**WHAT IS ASKED**
(1) Name every Java file whose changes are summarized in the commit email, giving only the file name without its path.
(2) Retype the commit email from "You are viewing" up to and including "13/16: @1289 Allow getting the leader before being live.".

-- Begin SELECTED EXTRACT --

You are viewing a plain text version of this content. The canonical link for it is here.
Posted to commits@lucene.apache.org by ma...@apache.org on 2021/01/24 02:18:20 UTC

[lucene-solr] 13/16: @1289 Allow getting the leader before being live.

This is an automated email from the ASF dual-hosted git repository.

markrmiller pushed a commit to branch reference_impl_dev
in repository https://gitbox.apache.org/repos/asf/lucene-solr.git

commit 6884bde5845af3968b685347bba88a6d6cfdf3b5
Author: markrmiller@gmail.com <ma...@gmail.com>
AuthorDate: Thu Jan 21 23:35:03 2021 -0600

    @1289 Allow getting the leader before being live.
---
 .../org/apache/solr/cloud/RecoveryStrategy.java    |  5 ++-
 .../java/org/apache/solr/cloud/ZkController.java   |  5 +--
 .../java/org/apache/solr/handler/IndexFetcher.java |  2 +-
 .../processor/DistributedZkUpdateProcessor.java    | 10 ++---
 .../apache/solr/common/cloud/ZkStateReader.java    | 52 ++++++++++++++++++----
 5 files changed, 54 insertions(+), 20 deletions(-)

-- End SELECTED EXTRACT --
-- Begin MATERIAL PROVIDED --

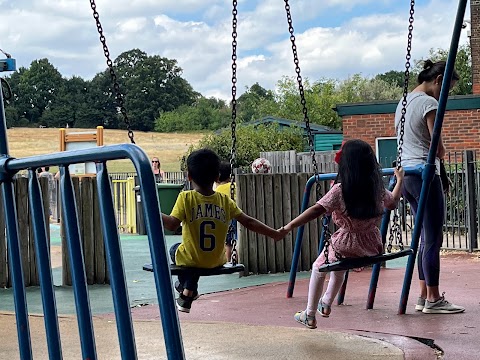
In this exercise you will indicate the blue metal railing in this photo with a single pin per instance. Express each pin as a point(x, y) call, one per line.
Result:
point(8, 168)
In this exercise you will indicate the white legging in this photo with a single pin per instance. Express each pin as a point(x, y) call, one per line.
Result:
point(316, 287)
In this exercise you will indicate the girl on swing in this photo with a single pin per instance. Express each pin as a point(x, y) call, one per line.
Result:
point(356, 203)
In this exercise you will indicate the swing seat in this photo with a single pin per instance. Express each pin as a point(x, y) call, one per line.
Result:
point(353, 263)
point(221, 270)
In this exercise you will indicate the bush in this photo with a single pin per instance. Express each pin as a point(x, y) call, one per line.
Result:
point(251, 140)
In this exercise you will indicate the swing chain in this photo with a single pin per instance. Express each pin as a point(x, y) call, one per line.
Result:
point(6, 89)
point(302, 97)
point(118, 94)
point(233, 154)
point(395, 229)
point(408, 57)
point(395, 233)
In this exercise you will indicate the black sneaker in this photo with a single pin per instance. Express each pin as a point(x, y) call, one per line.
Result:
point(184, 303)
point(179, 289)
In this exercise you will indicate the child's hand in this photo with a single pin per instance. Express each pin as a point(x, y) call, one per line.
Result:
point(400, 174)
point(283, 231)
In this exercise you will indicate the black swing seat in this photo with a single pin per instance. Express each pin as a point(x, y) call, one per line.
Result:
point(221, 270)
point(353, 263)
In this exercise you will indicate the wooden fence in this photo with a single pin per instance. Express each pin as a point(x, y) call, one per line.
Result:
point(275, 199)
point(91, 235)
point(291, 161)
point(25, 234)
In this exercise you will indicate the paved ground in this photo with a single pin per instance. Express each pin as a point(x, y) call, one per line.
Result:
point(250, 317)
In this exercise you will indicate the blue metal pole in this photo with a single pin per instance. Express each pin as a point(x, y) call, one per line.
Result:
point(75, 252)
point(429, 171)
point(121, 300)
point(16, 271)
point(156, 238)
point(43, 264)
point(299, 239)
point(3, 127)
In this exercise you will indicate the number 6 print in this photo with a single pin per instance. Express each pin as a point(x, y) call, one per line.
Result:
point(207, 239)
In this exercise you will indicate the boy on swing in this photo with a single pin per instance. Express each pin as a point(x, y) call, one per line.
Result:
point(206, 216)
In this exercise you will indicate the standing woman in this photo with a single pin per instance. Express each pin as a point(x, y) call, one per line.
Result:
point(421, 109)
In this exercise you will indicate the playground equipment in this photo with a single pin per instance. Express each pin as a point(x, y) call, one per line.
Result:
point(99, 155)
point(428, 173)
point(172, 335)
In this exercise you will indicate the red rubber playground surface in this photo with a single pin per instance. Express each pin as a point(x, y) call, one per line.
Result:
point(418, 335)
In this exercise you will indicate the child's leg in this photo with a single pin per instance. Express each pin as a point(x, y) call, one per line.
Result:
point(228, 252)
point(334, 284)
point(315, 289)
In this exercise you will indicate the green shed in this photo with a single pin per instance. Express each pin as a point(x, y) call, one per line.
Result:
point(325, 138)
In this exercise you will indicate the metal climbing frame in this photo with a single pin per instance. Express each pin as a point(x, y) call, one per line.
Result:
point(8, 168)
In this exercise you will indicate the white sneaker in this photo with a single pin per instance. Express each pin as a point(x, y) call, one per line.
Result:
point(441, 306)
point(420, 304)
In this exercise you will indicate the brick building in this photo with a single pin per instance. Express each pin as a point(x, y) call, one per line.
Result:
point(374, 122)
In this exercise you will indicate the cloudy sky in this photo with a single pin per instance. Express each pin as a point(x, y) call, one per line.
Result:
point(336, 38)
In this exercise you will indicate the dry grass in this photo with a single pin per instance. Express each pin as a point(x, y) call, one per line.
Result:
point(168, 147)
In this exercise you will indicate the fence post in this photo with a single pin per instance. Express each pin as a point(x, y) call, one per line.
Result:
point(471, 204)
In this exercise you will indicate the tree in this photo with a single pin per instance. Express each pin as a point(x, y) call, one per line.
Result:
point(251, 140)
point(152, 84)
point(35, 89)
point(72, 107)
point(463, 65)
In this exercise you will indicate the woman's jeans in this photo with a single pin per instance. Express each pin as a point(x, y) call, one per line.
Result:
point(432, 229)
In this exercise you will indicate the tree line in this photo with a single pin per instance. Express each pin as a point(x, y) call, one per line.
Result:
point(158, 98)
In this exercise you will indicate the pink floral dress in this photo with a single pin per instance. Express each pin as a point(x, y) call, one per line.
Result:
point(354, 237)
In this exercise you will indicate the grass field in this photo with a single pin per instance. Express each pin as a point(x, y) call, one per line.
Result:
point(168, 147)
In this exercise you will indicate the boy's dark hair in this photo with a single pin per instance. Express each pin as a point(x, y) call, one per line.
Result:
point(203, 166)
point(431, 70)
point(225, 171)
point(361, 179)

-- End MATERIAL PROVIDED --

**THE SOLUTIONS**
(1) RecoveryStrategy.java, ZkController.java, IndexFetcher.java, DistributedZkUpdateProcessor.java, ZkStateReader.java

(2)
You are viewing a plain text version of this content. The canonical link for it is here.
Posted to commits@lucene.apache.org by ma...@apache.org on 2021/01/24 02:18:20 UTC

[lucene-solr] 13/16: @1289 Allow getting the leader before being live.